In the listing below, replace every "Place a point on" with "Mark" and write the lines out again with nothing else changed. Leave the pictures out of your answer.

[Entries from a collection]
/---

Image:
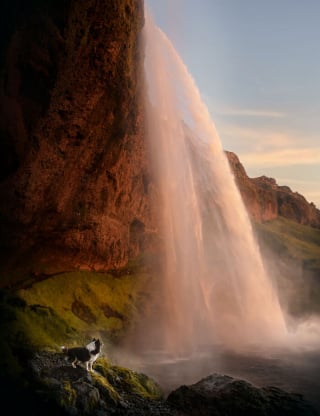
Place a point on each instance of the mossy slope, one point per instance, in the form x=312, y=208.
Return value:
x=293, y=240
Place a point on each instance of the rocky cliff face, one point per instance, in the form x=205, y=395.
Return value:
x=265, y=200
x=74, y=180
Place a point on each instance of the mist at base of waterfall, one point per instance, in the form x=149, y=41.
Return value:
x=212, y=286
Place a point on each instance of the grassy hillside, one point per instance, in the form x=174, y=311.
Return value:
x=291, y=239
x=69, y=309
x=292, y=253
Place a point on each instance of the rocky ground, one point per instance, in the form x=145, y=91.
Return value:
x=55, y=387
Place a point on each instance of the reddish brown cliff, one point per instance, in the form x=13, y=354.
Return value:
x=265, y=200
x=74, y=179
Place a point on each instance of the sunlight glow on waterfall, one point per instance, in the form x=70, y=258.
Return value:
x=214, y=288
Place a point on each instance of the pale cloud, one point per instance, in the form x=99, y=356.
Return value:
x=250, y=112
x=255, y=139
x=282, y=157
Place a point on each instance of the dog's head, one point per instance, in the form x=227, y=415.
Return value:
x=94, y=345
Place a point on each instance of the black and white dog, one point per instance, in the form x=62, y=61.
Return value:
x=87, y=354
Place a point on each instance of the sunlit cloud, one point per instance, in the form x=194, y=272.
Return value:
x=282, y=157
x=250, y=112
x=255, y=139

\---

● **Output of the task**
Image:
Mark each instance of the mossy slope, one point per instance, in the form x=312, y=208.
Return value:
x=293, y=240
Mark each instance of the rocky cliff face, one point per instance, in the form x=205, y=395.
Return value:
x=265, y=200
x=74, y=180
Mark each instance of the mist at base of waterfall, one point per instance, in the form x=149, y=41.
Return value:
x=212, y=286
Mark each instance of the grassy hillside, one point per instance, in the form x=174, y=311.
Return value:
x=291, y=239
x=69, y=309
x=292, y=253
Mark each instance of the rocky ground, one point per instance, in the form x=145, y=91.
Return value:
x=55, y=387
Mark each instance of the reddish brown cliff, one point per instance, in the form x=13, y=354.
Return value:
x=265, y=200
x=74, y=179
Mark each instance of the sunlight glow on waterfall, one point per instance, in the form x=70, y=258.
Return value:
x=214, y=288
Mark each instance of the pale cloud, one point per instance, in the form x=99, y=356.
Return value:
x=250, y=112
x=255, y=139
x=282, y=157
Mark each instance of the dog's head, one point per instance, in the form x=227, y=415.
Return value:
x=94, y=345
Mark each instance of the black and white dog, one point per instance, in the form x=62, y=61.
Return value:
x=87, y=354
Mark each instance of the sunlit cloud, one point per instance, in the form x=194, y=272.
Return value:
x=282, y=157
x=250, y=112
x=255, y=139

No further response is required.